# [EXCERPTED TEXT]
----------------------------------------

Samsung Galaxy Tab S Combines Record Specs, Crucial Content

 
 
By Michelle Maisto  |  Posted 2014-06-13 Email Print this article Print
 
 
 
 
 
 
 
Samsung Galaxy Tab S


It can be used in regulated industries, such as finance and health care, while Knox's sandbox-style design offers added flexibility. For example, a physician could use the Tab S to access patient records that are stored in a HIPAA-compliant (Health Insurance Portability and Accountability Act-compliant) manner, while also having the ability to use the Internet to research. Instead of the device being locked down, the sensitive content is.

Earlier in the day, Samsung had showed off the tablet to eWEEK at its Ridgefield Park, N.J., headquarters, explaining how, beyond security, the Tab S could be an asset to businesses. For example, in an obstetrician's office, where expectant parents could be shown black-and-white sonogram images, the added clarity offered by the trueness of the shades of black rendered by the Tab S display would be meaningful.

With some echoes of the features Apple showed off in iOS 8 and OS X Yosemite, Samsung also used its event to showcase a new seamlessness between its devices.

----------------------------------------

# [COMPLETE THE FOLLOWING]
(a) Rewrite the Galaxy Tab S article starting at "With some echoes" and ending at "between its devices.", replacing "seamlessness" with "continuity".
(b) According to the Galaxy Tab S article, where are the Samsung headquarters at which the tablet was shown to eWEEK?

----------------------------------------

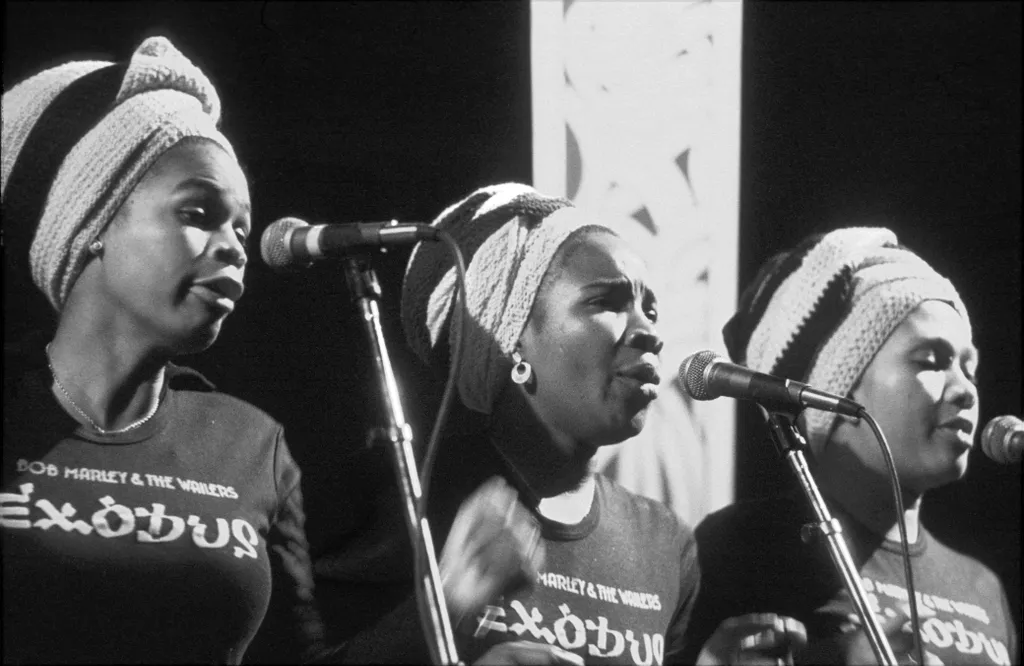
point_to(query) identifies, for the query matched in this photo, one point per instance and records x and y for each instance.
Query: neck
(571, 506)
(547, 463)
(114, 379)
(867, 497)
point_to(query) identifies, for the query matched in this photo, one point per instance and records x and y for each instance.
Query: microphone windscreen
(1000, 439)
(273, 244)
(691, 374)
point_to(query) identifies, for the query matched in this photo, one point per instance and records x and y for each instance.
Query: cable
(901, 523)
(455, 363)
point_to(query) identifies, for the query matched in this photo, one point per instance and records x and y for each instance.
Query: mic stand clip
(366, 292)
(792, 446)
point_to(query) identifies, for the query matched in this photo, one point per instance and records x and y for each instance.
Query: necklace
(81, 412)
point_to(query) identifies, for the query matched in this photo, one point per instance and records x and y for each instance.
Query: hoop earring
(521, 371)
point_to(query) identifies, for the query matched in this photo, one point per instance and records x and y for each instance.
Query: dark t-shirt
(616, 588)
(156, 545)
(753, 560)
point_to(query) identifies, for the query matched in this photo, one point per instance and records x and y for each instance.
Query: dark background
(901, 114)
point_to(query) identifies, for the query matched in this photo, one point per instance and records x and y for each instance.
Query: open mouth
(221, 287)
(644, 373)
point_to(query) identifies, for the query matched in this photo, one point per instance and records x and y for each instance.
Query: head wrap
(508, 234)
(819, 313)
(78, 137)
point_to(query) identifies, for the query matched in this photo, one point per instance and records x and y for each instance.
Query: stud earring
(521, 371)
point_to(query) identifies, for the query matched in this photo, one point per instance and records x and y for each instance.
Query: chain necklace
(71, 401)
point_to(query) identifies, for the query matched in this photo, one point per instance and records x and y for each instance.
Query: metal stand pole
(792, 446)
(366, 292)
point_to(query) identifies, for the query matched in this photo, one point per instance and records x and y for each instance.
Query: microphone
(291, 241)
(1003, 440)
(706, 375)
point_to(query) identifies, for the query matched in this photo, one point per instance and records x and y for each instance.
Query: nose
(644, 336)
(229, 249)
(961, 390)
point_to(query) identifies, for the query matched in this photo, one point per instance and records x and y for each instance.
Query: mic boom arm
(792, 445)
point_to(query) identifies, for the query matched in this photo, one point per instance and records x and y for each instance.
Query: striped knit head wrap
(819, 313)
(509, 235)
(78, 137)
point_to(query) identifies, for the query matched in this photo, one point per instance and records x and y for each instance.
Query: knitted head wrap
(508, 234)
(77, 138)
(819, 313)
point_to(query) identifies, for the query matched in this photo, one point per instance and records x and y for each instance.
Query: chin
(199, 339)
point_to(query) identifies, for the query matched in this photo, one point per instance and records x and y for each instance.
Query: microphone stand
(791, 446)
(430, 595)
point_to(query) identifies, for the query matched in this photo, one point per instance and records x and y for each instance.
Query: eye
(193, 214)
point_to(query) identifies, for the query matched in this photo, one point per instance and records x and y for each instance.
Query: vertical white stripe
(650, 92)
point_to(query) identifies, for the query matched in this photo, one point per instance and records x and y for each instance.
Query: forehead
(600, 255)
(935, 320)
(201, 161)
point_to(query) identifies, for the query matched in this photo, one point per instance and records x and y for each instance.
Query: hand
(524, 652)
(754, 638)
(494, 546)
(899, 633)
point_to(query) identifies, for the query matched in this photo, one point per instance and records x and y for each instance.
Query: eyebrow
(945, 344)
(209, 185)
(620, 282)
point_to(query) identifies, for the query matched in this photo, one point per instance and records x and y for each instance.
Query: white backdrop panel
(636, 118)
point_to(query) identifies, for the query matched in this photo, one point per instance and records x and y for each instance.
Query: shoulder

----------------------------------------

# [SET OF ANSWERS]
(a)
With some echoes of the features Apple showed off in iOS 8 and OS X Yosemite, Samsung also used its event to showcase a new continuity between its devices.

(b) Ridgefield Park, N.J.